(Coordinate labeling data)

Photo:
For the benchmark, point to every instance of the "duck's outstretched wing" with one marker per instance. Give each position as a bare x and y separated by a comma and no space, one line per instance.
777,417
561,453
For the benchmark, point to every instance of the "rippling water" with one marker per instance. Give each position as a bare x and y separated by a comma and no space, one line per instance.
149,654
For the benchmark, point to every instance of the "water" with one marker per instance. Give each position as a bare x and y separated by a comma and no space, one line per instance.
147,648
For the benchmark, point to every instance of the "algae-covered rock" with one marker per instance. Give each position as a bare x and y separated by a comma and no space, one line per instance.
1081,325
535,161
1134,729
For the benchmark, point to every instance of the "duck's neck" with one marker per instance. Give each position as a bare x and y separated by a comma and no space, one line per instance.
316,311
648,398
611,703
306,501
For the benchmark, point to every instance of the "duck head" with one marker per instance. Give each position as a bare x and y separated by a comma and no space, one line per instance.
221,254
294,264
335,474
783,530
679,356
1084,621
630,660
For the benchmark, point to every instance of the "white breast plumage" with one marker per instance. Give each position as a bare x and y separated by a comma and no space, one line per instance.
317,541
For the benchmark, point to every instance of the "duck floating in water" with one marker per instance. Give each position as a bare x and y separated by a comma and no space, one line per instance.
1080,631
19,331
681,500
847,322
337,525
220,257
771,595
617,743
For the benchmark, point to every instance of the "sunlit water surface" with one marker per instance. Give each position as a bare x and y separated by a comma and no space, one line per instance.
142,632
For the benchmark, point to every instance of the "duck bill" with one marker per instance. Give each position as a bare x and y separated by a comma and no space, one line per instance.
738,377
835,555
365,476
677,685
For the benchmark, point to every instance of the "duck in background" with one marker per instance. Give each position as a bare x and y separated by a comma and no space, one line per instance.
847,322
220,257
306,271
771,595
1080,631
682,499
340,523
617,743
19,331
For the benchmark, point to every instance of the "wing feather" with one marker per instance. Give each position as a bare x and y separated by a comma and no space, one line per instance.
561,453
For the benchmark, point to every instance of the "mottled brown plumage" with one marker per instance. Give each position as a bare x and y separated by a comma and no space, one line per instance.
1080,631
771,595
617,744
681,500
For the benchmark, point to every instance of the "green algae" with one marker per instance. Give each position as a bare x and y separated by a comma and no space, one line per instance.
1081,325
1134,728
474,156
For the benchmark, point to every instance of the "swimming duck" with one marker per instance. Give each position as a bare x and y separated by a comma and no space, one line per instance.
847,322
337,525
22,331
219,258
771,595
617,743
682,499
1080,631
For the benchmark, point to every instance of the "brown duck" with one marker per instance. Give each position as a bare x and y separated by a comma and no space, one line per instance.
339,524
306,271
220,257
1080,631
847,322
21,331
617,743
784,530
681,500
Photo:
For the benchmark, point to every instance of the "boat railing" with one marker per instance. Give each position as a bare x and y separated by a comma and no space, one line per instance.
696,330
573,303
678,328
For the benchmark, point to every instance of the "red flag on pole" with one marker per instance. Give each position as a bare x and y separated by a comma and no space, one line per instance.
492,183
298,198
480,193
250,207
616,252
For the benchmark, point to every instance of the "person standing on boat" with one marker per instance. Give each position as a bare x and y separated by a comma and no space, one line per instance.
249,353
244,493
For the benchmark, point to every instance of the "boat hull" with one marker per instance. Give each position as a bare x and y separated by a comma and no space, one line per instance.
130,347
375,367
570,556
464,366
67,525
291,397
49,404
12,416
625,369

**Job:** Return all of the entries exactly as they were supplied.

**Written response:**
Photo:
For the benchmark, point to every instance of the "duck's outstretched wing" with one marker per instance. Give each position as a bare x and y separated by a comma and no space, one line per instance.
777,417
561,453
For the benchmark, point to every instance of the "rippling water" with one marker per instance. Give each position as a bare x and y separated by a comma and no space, one line per instance.
149,654
For the benchmark, point to every instance of the "water" with one marker per instance. Give each position as a bare x and y separated by a comma and no space, one line per instance.
147,648
For the benchmark, point to every instance of the "algae-covered rock" with one marker per instance. Give each position as a bare x and y separated by a comma and no space, one line per instance.
1081,325
535,161
1134,729
For the benchmark, point to every instance of the "duck's neck" with one marker per instance. Give each position as a bare x and y separated by a comma and no space, one line per instance.
316,311
648,398
611,703
306,501
For the benchmark, point to every instance of the "duck head" with one marker per instance. Give each position as a bare x and y separated by a comma and no space, one line per instance.
221,254
294,264
335,474
783,530
679,356
1084,621
630,660
For the benchmark, point to every instance of the "white breast plumage" with one marker per instance. Give each position as a bare x and y separated by a comma and no space, one line per instance.
317,541
For the benchmark, point to every instance of the "duck floating in water" with one marker per instance. Give each position as a bare x and y separated by a comma and no space, one line per instance.
1080,631
19,331
681,500
847,322
337,525
220,257
771,595
617,743
For the benchmark, point to every instance of the "sunlit water surface" with one marker per instance. Give each position as a bare x and y separated by a comma and no space, one line per instance.
142,632
For the benchmark, point to every instance of the "duck bill" with one marker per instance. Give each position as a bare x and y separated by a comma and no space, one line per instance.
738,377
835,555
365,476
677,685
For the benchmark, point to every instance of the "duck in background" with one marker per instance. Give each position as a bare x and y separated by a comma and no space, one line per instance.
847,322
220,257
306,271
771,595
1080,631
682,499
340,523
617,743
19,331
For the benchmark, point to every instance of the "wing feather" with one marker per instance. Give each position as a bare x and y separated by a comma and no space, one line per instance.
561,453
For the benchmark, point to every instance of the "mottled brown plumage" with one marker per instance. Give each position as a bare x and y separated by a comma and no space, one line per instance.
1080,631
771,595
617,744
681,500
For the benchmark, point to every instance of the "green algae" with one marker per instance. Give each position as a bare x and y separated by a comma and no space, one line per instance.
1081,325
1134,728
474,156
For the benchmark, point to every instance of the "swimming duck" with one marker per instance. Give each position as a bare x and y separated by a comma and no space, one line per instance.
847,322
337,525
22,331
219,258
771,595
617,743
682,499
1080,631
For the benchmark, point to every instance of the "brown duck" with one marker per instance. Give each position as a bare x and y separated by a comma and no space, one line per instance.
339,524
306,271
220,257
1080,631
847,322
21,331
617,743
784,530
681,500
Photo:
For the benchmark, point to every instance of the "boat railing" with one marker per instance. Give each position as a bare x and y separated by a comma and no space, one line per instance.
696,330
573,303
678,328
For the benchmark, point to every instance of the "red flag on pole" with one marker per instance. Give each position as a bare x and y separated by a comma and no space, one line per instance.
492,183
298,198
480,193
250,207
616,252
For the benchmark, point to every instance of the "person standing on boat" with one marker per instance. Give each position as a bare x and y separated by a comma and no space, one line per instance.
249,353
244,493
For the benchmark, point to every instance of the "boat hull" with one marker per instance. Give each position as a bare x and y separated by a comma and no space, one line per instance.
130,347
375,367
570,556
464,366
67,525
291,397
49,404
12,416
625,369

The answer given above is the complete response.